*** Reading text Section Begins ***

Open gaurav opened 2 years ago
Thank you Gaurav! Usually, computational scientists will use ENSEMBL:ENSP00000263368 as an input and not ENSEMBL:ENSP00000263368.3. Currently, we cannot use NodeNorm with ENSEMBL:ENSP00000263368 with the ENSEMBL CURIE. The ENSEMBL version and built seems up to date to me, just the query input that should be allowed (only gene and transcripts ID are supported to my understanding). I am thinking allowing as inputs something like: ENSEMBL.GENE:ENSG0000009013 ENSEMBL.GENE:ENSG0000009013.11 ENSEMBL.TRANSCRIPT:ENST00000263368 ENSEMBL.TRANSCRIPT:ENST00000263368.9 ENSEMBL.PROTEIN:ENSP00000263368 ENSEMBL.PROTEIN:ENSP00000263368.3
Thanks!
Note that this is also hurting us in terms of bringing stringdb into yeast robokop @beasleyjonm
Yes, this issue actually come from our STRING onboarding update where we are trying to refine our mapping. STRING key are ENSEmbl protein IDs without versioning (ID of type ENSP00000263368). The aliases they provide in their interactions table has mixed CURIEs (usually gene name but sometimes replaced by the ENSG IDs when they could not map the gene). They also provide a big aliases mapping file that contains their ID choice and the corresponding names for each data source. For Node Normalizer, it might be a quick fix for now to use the Ensembl protein IDs UniProt is providing if you already have UniProt onboarded.

*** Reading text Section Ends ***
*** Available data Section Begins ***

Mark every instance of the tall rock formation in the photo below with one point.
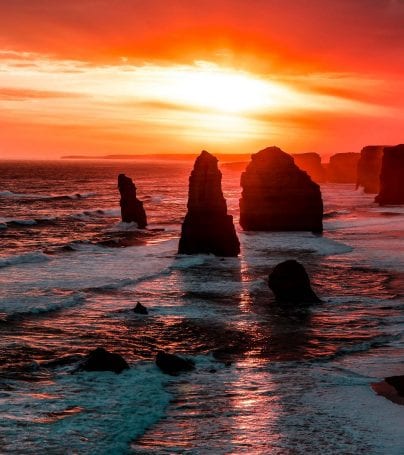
(311, 163)
(342, 168)
(131, 208)
(392, 176)
(207, 228)
(278, 196)
(369, 167)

*** Available data Section Ends ***

• _Directions_:
[a] Please echo the Ensembl ID thread above from "Note that this" to "have UniProt onboarded.".
[b] Carry on the Ensembl ID thread from the point where it stops.

• _Answers by task_:
[a]
Note that this is also hurting us in terms of bringing stringdb into yeast robokop @beasleyjonm
Yes, this issue actually come from our STRING onboarding update where we are trying to refine our mapping. STRING key are ENSEmbl protein IDs without versioning (ID of type ENSP00000263368). The aliases they provide in their interactions table has mixed CURIEs (usually gene name but sometimes replaced by the ENSG IDs when they could not map the gene). They also provide a big aliases mapping file that contains their ID choice and the corresponding names for each data source. For Node Normalizer, it might be a quick fix for now to use the Ensembl protein IDs UniProt is providing if you already have UniProt onboarded.

[b]
I'm not sure if this is related, but ENSEMBL:ENSP00000331748 is missing from NodeNorm dev but is correctly normalized in NodeNorm prod. I'm guessing this is because of version issues, but there may of course be other reasons.
I've set up a new NodeNorm at https://nodenormalization-dev.apps.renci.org/docs based on Babel 2022oct13, which contains the fixes I've added in PR #79. ENSEMBL:ENSP00000263368 is now correctly included with NCBIGene:645 "BLVRB" with conflation and UniProtKB:P30043 "BLVRB_HUMAN Flavin reductase (NADPH) (sprot)" without conflation. Please try out this service and see if other ENSEMBL-related identifiers are resolved as you expect!
It looks like there is a need for additional ENSEMBL identifiers: I'll track that in https://github.com/TranslatorSRI/Babel/issues/84
@sandrine-m Adding additional ENSEMBL prefixes (i.e. ENSEMBL.GENE, ENSEMBL.TRANSCRIPT, etc.) is a decision that will need to be made by the Biolink model maintainers (https://github.com/biolink/biolink-model). Since the ENSEMBL identifiers are distinct between gene/transcript/protein identifiers, I'd be included to use ENSEMBL:
as the common prefix for all ENSEMBL identifiers.
Thank you @gaurav!!
On NodeNorm, ENSEMBL:ENSP00000263368 exists as a single-identifier clique. However, version 3 of this identifier, ENSEMBL:ENSP00000263368.3, is correctly a part of NCBIGene:645. We should probably map ENSEMBL identifiers to their most recent version. This seems to be okay according to ENSEMBL's stable ID information.